* _Exercise directions_
Rewrite every item with "located" changed to "found" and nothing else altered. Leave the pictures out of your answer.
======== Entries
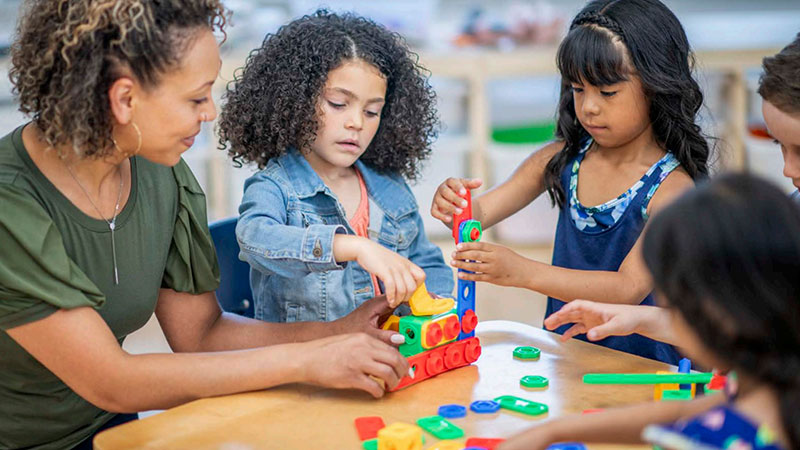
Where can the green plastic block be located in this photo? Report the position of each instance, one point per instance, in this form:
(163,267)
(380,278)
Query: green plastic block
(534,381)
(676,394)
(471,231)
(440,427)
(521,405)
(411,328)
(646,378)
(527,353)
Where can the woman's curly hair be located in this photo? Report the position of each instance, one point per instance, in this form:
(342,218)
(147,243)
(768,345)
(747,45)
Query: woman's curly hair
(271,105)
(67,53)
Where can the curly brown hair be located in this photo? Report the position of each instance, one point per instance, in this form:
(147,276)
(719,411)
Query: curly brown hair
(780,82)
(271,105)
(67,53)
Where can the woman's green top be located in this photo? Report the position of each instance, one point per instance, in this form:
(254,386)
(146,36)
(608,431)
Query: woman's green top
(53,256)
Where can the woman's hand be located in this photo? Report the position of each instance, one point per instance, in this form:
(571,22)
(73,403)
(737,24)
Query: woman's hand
================
* _Output for this task_
Where can the green plastic block be found in this photo? Report the position of each instance, one point per instance, in this form:
(163,267)
(380,278)
Query: green plastic block
(534,381)
(676,394)
(471,231)
(440,427)
(521,405)
(411,328)
(646,378)
(527,353)
Where can the woman's curly hair be found in this photo? Report the position of each instance, one point per instance, in this form:
(342,218)
(147,243)
(768,345)
(747,45)
Query: woman's curly hair
(271,105)
(67,53)
Where can the curly brown hair be found in this photo? Report the position of each instance, one point per instance, in this form:
(147,276)
(719,411)
Query: curly brown hair
(780,82)
(271,105)
(67,53)
Where can the woman's green top be found in this photo? Report the position of each instance, one point per instance, in this form:
(254,386)
(146,36)
(608,431)
Query: woman's green top
(53,256)
Where can the woman's hand be found in this photo? Report the position of each instance, one point per instance, in this form:
(571,22)
(73,403)
(737,24)
Query: woman's hand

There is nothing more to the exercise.